◆ ÉNONCÉ DU PROBLÈME 1
D'après le texte sur Leipzig, quelle fonction J.S. Bach a-t-il occupée à la Thomas Kirche ?
◆ ÉNONCÉ DU PROBLÈME 2
Poursuivez le texte sur Leipzig après sa dernière phrase, s'il vous plaît.

◆ TEXTE DU DOCUMENT
########################################
Leipzig est une petite ville du nord-ouest de la Saxe, plus importante en nombre d’habitants que Dresde, la capitale de la région. Très marquée par sa situation géographique et politique en Allemagne de l’Est (on peut d’ailleurs y visiter un très édifiant musée de la Stasi), Leipzig est une très jolie ville ancienne qui a su masquer les marques de la période communiste pour se livrer depuis au capitalisme. Mais c’est surtout une ville qui fut habitée, traversée par de nombreux artistes et musiciens, comme Bach, Mendelssohn, mais aussi Goethe, Nietzsche, Leibniz, et cætera : rien que du beau linge, qui donne envie d’y aller même en dehors de son célèbre festival international du documentaire. Ville du livre, de la musique aussi, Leipzig possède un très beau musée des instruments de musique, un magnifique musée d’art pas seulement contemporain et la célèbre Thomas Kirche où J.S. Bach fut Kapellmeister et où l’on continue à donner certains soirs de très beaux concerts.
########################################
◆ JEU D'ITEMS

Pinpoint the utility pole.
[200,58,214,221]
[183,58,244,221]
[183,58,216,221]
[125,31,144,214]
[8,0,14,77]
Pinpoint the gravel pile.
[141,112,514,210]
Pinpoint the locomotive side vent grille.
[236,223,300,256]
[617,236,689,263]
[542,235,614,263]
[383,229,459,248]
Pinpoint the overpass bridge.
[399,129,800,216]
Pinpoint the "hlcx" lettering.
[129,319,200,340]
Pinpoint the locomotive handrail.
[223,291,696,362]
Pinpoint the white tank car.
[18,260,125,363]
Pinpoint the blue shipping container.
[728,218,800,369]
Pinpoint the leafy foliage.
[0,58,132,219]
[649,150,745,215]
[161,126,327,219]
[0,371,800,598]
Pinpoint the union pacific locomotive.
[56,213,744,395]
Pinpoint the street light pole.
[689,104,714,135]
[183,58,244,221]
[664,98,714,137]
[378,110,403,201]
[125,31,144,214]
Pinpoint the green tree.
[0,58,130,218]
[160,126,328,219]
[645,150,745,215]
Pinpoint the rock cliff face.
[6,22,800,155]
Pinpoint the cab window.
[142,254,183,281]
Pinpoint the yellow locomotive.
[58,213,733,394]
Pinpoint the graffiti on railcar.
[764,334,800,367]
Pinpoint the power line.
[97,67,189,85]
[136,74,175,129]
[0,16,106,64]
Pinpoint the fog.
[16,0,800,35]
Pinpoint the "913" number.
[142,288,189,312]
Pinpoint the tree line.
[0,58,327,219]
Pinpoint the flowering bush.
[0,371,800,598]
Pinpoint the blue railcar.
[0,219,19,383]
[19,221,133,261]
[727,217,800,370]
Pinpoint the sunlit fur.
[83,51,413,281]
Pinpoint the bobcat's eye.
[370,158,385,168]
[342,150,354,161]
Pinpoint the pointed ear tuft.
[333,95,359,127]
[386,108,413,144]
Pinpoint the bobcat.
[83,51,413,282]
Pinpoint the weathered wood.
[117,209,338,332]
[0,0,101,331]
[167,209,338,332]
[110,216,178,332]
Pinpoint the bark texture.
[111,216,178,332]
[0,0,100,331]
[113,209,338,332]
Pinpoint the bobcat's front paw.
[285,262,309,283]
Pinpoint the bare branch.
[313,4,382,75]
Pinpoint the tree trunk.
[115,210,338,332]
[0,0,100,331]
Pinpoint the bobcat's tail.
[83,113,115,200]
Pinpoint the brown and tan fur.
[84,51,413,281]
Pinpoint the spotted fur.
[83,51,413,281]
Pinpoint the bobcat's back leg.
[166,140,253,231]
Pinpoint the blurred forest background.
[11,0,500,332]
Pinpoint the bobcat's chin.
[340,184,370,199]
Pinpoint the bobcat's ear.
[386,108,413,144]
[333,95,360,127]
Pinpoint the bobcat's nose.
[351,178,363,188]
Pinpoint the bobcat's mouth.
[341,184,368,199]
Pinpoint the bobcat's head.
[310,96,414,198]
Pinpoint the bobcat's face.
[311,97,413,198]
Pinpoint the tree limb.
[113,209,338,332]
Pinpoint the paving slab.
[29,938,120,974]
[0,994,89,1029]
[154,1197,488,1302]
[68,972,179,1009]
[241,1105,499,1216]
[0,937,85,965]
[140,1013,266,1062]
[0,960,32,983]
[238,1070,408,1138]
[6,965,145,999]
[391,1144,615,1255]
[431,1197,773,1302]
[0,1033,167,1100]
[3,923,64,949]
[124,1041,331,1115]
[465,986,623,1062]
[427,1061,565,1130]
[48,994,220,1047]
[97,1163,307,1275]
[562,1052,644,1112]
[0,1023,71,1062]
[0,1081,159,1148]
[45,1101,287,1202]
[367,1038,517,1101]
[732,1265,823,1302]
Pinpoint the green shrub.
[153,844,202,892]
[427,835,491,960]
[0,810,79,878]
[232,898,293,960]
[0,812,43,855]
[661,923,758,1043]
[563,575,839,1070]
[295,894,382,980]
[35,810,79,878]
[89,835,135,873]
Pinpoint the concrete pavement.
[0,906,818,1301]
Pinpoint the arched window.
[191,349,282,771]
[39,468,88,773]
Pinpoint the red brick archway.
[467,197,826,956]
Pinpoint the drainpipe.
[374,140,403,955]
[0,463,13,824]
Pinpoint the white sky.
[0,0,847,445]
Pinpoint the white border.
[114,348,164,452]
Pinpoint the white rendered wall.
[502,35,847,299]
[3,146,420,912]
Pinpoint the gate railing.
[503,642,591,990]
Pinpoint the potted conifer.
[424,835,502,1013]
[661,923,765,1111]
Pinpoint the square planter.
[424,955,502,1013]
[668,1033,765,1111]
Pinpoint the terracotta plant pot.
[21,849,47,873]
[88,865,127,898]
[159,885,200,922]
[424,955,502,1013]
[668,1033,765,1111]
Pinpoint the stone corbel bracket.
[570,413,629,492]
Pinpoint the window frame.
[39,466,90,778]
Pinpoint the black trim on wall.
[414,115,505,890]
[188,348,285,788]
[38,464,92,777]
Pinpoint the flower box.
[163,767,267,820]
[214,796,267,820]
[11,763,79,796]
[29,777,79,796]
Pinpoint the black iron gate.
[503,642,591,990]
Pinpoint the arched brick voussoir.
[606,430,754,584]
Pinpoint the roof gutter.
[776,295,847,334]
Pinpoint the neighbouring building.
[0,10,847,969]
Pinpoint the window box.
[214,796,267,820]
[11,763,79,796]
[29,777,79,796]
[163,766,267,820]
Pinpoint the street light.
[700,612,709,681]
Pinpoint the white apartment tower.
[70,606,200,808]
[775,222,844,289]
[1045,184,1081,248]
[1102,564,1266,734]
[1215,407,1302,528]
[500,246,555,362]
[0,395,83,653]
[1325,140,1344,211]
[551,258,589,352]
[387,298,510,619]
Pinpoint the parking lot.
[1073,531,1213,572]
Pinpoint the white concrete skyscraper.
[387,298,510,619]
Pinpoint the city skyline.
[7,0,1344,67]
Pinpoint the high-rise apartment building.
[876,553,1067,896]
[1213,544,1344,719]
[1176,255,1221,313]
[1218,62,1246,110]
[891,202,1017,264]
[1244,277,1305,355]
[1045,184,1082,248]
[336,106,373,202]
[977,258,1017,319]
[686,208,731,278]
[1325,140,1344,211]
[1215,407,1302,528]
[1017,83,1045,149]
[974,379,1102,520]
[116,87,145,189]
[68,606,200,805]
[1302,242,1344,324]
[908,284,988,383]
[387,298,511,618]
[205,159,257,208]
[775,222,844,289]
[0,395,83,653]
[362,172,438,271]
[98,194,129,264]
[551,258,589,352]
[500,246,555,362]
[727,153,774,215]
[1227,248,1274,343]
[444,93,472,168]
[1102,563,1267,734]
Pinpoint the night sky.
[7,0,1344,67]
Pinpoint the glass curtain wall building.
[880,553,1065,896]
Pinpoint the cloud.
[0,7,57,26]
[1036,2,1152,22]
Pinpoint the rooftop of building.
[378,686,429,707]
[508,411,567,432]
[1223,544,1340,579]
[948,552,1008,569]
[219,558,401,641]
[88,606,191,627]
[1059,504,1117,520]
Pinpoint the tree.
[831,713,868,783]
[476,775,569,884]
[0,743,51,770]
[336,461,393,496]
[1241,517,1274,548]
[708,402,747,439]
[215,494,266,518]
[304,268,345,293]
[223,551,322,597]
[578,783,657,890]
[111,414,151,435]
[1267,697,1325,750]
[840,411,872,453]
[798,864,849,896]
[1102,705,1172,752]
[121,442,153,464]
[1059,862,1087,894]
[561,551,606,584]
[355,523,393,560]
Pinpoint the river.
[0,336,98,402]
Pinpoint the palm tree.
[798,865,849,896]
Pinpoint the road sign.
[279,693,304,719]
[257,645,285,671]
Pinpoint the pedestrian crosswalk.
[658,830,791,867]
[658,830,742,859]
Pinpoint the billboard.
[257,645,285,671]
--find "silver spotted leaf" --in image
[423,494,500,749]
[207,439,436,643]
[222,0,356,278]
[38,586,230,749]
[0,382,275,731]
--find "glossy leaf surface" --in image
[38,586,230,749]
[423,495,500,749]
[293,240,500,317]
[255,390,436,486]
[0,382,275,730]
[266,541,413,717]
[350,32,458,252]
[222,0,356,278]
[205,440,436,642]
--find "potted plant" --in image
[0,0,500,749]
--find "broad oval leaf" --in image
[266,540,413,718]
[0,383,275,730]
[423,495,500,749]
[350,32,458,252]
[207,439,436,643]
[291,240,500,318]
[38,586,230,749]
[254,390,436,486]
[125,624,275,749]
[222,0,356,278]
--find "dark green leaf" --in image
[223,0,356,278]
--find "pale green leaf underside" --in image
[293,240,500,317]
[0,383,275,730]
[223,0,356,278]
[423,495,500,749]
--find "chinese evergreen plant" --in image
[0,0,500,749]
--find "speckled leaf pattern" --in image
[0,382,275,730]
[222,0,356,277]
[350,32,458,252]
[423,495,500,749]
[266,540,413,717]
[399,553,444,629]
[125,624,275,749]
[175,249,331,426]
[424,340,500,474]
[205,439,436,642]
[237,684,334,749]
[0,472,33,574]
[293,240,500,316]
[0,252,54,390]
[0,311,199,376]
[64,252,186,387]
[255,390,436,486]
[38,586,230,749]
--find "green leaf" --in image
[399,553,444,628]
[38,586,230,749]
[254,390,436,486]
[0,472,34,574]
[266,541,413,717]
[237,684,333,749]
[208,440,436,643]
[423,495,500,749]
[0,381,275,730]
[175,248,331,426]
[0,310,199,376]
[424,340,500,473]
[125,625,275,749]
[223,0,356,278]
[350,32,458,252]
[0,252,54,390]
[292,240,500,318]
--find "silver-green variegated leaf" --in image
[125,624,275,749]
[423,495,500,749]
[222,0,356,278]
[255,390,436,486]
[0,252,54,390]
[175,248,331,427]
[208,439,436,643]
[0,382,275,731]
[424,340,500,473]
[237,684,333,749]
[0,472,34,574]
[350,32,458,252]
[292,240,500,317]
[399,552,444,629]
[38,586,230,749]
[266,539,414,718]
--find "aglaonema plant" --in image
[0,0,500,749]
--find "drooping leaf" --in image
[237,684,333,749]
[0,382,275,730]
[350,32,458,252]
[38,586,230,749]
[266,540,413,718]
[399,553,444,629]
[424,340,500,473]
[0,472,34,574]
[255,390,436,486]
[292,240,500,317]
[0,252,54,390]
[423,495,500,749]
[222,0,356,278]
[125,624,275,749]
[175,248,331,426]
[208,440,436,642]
########################################
◆ RÉPONSE ATTENDUE 1
Il y fut Kapellmeister.

◆ RÉPONSE ATTENDUE 2
C’est ainsi que le DOK Festival se passe plutôt dans d’excellentes conditions. On dit qu’il est l’un des plus prisés du monde avec le Hot Docs de Toronto, et ce n’est pas une réputation usurpée. Pendant six jours, les principaux cinémas de Leipzig accueillent avec engouement des documentaires et des films d’animation venus du monde entier, donnant leur chance à des jeunes réalisateurs, des premiers films. Il faut dire que chaque section reçoit un prix, souvent accompagné d’espèces sonnantes et trébuchantes, ce qui est une excellente initiative faisant oublier la très longue et fastidieuse remise des prix le soir de la clôture. Mais c’est sans doute la rançon à payer d’un festival qui donne de la visibilité à quiconque y a projeté un film, d’autant que les télévisions comme Arte ou encore MDR (on ne rit pas, MDR à Leipzig c’est une chaîne de télé : la Mitteldeutscher Rundfunks) veillent au grain et recherchent des documentaires à programmer ou, mieux, à financer. Bref, une foire aux films documentaires et d’animation dans une ville aussi connue depuis des temps médiévaux pour sa foire.

On ne parlera que de la section « International Competition Documentary Film », qui a proposé pas moins de 13 films documentaires à la sagacité de plusieurs jurys, dont un œcuménique, un de professionnels internationaux, un autre de jeunes et un de la presse. Ce dernier, alias Prix Fipresci, est remis par des critiques professionnels et se donne dans les festivals du monde entier, et bien qu’il ne soit assorti d’aucun subside, seulement d’un diplôme, il est particulièrement apprécié des réalisateurs.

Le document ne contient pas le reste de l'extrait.